• **SUPPLIED PASSAGE**:

Heather Rogers is a journalist and author. She has written for the New York Times MagazineMother Jones, and The Nation. Her first book, Gone Tomorrow: The Hidden Life of Garbage, traces the history and politics of household garbage in the United States.

Excerpt. Reprinted by permission. All rights reserved.:

CHAPTER ONE
Close to Home:
Local Organic


Just as the summer sun rises, dozens of independent growers from the surrounding region unpack their trucks and vans and set up stalls to sell fresh vegetables, fruit, meat, fish, cheese, bread, honey, and flowers. They’re at the Union Square Greenmarket in New York City, the gem in the crown of the city’s more than one hundred farmers’ markets, one of the biggest such networks in the United States. Some farm stands take up more space than others; some resemble lean-tos, with weathered sunshades pitched against box trucks lettered with names such as evolutionary organics . Other stands are sleeker, sheltered by new white canopies that cast an even, dispersed light onto the piles of fruits and vegetables on tables below: frilly squash blossoms, bright radishes, wild spinach, and heirloom tomatoes with their full flesh folding in on itself. This produce bears little resemblance to the standardized, homogenous grocery store fare. The variegated farm stalls line the western edge of this bustling urban plaza—the type of place where, in the years before agribusiness and processed foods, farmers and shoppers would have come for exactly the same purpose.

Farmers’ markets such as the one in Union Square seem to summon a feeling of ethical alignment, important amid today’s global-warming-conscious environmentalism: buying here means doing the right thing. At the market it’s possible to meet the people who grow the food, ask what methods they use, and directly support their efforts. Purchasing this produce then becomes a means of defending nature by supporting an agricultural system that’s more ecologically sustainable, one that rejects toxic agrochemicals, uses less energy, is less polluting, and promotes long-term soil health. Short of growing it oneself, the greenmarket is as virtuous as it gets.

• **INFORMATION SUPPLIED**:

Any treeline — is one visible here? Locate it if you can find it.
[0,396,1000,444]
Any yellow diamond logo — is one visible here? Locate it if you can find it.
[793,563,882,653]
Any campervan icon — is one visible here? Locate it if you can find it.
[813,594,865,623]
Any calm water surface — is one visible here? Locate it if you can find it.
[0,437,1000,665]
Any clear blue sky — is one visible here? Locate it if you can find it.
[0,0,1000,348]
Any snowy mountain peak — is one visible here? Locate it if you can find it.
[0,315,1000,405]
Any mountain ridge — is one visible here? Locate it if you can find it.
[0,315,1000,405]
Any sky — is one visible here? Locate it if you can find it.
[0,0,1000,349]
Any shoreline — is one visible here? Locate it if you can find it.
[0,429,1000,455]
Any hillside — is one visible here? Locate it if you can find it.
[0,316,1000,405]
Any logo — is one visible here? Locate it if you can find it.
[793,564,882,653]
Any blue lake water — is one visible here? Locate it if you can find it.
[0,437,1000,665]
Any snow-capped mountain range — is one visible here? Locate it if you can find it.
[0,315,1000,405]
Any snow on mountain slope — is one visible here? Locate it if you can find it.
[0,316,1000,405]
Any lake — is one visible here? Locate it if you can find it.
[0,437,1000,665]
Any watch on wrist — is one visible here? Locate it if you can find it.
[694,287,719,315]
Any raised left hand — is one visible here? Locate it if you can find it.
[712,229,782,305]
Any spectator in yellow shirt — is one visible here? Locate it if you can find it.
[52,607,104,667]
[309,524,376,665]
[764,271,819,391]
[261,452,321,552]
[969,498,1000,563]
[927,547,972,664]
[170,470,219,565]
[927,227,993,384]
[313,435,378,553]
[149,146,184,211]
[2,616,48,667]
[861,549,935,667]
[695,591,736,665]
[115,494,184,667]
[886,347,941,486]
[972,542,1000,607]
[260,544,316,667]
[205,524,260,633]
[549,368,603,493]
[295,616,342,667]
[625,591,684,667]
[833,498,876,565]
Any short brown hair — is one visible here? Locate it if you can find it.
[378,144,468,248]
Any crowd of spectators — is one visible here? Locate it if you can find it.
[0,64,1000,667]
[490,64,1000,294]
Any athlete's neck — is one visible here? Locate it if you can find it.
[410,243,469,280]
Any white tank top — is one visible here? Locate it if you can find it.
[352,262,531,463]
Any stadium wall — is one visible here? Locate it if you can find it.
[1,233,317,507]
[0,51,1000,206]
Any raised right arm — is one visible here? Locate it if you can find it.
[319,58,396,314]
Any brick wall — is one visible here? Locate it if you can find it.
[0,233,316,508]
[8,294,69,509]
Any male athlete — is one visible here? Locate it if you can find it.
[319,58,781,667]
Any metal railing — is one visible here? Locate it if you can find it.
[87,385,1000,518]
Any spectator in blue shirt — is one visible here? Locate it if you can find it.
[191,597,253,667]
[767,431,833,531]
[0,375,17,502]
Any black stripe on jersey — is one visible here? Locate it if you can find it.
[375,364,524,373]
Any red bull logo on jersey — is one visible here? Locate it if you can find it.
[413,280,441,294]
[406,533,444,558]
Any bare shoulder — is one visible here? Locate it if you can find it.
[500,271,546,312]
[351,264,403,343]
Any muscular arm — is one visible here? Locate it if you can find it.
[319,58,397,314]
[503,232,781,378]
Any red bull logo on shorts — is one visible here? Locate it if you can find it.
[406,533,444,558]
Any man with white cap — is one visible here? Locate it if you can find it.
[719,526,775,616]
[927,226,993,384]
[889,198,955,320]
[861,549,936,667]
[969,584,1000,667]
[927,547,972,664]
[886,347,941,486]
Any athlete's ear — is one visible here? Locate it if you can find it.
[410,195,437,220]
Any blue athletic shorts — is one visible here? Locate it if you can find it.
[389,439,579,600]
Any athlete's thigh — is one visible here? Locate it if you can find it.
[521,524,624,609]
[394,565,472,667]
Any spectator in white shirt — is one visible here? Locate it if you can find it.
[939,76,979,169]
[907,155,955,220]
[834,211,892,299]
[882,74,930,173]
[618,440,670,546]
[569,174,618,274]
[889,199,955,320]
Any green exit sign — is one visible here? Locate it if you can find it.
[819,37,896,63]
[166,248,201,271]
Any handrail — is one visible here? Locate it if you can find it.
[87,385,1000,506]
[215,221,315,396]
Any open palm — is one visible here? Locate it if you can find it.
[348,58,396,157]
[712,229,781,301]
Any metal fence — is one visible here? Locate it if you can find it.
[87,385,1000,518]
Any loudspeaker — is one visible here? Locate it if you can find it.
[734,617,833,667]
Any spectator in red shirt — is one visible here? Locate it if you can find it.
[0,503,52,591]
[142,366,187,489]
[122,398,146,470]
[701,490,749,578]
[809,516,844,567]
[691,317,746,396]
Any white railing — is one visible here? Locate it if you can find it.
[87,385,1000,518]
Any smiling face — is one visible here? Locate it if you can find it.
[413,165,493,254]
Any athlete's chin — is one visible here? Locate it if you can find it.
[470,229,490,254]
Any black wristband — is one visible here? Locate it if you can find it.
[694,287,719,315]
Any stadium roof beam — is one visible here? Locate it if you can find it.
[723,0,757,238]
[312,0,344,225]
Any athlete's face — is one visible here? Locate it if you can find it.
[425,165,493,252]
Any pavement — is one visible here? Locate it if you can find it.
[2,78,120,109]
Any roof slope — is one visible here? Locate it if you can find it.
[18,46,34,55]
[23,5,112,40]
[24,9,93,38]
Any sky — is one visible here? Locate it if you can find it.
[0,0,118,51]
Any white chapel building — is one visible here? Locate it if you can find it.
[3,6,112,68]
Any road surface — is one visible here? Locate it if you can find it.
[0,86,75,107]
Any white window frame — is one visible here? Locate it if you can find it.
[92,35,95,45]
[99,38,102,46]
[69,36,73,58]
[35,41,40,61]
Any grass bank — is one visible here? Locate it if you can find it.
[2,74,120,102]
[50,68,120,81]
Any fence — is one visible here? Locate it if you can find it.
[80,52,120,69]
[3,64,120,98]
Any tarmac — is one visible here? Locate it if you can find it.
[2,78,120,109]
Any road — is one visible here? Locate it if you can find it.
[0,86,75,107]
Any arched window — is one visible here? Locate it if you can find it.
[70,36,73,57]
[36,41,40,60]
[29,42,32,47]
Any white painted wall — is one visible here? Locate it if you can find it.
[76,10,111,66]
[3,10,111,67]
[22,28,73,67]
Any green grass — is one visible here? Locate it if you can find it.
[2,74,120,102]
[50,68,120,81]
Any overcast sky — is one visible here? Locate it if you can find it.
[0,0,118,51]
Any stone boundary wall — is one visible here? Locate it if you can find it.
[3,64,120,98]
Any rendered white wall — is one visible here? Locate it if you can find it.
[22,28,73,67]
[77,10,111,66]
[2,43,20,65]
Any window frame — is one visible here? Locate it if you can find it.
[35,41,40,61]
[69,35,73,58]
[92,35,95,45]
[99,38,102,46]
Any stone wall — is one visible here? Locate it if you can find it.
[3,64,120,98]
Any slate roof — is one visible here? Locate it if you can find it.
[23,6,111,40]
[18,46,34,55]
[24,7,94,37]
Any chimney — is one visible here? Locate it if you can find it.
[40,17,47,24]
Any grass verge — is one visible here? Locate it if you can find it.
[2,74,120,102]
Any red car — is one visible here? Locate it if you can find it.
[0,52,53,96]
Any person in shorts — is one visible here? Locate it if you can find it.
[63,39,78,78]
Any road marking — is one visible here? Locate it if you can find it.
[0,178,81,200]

• **EXERCISES TO COMPLETE**:
**a)** In the farmers' market excerpt, how many farmers' markets does New York City have?
**b)** Condense the paragraph of the farmers' market excerpt beginning "Farmers’ markets such as the one in Union Square" into a bulleted list of its main points.

• **ANSWERS BELOW**:
**a)** More than one hundred.

**b)**
- Farmers' markets like Union Square's seem to offer a sense of ethical alignment, which matters amid today's concern with global warming: buying there feels like doing the right thing.
- Shoppers can meet the growers, ask about their methods, and support them directly.
- Buying this produce supports a more ecologically sustainable agriculture: it rejects toxic agrochemicals, uses less energy, pollutes less, and promotes long-term soil health.
- Short of growing one's own food, the greenmarket is as virtuous as it gets.